● **AIM**
In the records below, put every line from the one containing "of the pink" through the end of the records into a JSON list of strings, one string per line, skipping blank lines. Include both end lines and nothing outside that stretch.

● **RECORDED DATA**
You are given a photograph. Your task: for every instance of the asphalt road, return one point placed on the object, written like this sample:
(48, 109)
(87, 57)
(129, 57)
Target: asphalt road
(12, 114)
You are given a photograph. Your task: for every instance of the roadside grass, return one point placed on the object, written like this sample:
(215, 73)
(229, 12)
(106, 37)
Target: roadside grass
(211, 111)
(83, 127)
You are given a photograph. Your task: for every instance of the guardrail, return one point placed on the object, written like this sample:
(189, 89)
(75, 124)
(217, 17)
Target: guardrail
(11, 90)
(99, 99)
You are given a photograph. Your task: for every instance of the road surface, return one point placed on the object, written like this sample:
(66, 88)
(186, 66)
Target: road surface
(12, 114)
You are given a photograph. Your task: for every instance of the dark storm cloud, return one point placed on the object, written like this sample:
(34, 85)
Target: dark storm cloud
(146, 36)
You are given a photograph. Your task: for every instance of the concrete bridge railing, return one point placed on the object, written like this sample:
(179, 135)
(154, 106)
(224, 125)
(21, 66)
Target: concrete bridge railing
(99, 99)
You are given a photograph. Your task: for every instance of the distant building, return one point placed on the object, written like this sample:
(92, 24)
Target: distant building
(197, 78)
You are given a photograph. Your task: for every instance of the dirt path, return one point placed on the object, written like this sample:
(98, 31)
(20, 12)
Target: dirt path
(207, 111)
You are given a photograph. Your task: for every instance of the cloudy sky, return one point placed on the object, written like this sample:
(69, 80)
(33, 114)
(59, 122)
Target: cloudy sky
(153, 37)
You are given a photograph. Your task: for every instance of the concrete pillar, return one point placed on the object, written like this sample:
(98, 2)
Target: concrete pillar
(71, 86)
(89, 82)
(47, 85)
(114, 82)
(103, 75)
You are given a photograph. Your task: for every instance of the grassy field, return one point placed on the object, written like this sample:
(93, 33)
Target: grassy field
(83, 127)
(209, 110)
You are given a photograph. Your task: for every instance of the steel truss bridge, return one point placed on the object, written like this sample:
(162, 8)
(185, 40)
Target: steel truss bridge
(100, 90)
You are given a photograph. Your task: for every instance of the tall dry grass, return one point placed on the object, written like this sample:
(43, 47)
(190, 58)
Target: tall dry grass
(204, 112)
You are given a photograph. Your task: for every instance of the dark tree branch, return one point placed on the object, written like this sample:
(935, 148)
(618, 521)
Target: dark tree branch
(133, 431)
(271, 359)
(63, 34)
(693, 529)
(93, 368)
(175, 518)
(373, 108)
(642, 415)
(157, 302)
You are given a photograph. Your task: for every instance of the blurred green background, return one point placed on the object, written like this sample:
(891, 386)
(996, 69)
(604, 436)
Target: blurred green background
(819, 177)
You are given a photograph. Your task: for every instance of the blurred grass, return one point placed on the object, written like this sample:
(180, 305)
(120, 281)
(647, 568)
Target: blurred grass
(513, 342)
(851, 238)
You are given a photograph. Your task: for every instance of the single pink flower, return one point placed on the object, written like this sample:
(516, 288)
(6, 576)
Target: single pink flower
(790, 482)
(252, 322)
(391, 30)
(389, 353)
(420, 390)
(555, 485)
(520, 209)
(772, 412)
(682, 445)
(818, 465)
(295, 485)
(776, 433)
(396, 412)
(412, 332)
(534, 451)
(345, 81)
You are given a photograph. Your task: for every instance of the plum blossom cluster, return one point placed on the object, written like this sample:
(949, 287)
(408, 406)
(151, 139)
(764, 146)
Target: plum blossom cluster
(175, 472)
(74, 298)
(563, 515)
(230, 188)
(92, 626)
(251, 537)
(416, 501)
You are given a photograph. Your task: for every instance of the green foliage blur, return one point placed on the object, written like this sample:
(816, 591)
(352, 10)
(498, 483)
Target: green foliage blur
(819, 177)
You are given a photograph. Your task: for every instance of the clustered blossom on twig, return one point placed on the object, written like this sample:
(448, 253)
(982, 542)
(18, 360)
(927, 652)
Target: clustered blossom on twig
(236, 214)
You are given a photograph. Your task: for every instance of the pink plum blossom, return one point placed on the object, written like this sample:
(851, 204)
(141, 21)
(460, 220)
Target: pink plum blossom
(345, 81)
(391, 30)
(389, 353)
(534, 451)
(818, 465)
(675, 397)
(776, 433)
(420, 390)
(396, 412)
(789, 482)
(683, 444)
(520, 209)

● **SOLVED PROBLEM**
[
  "You are given a photograph. Your task: for every instance of the pink plum blossom, return one point placed on the object, written like this sample:",
  "(851, 204)",
  "(141, 21)",
  "(460, 220)",
  "Target: pink plum blossom",
  "(345, 81)",
  "(391, 30)",
  "(389, 353)",
  "(534, 451)",
  "(818, 465)",
  "(675, 397)",
  "(776, 433)",
  "(420, 390)",
  "(396, 412)",
  "(789, 482)",
  "(683, 444)",
  "(520, 209)"
]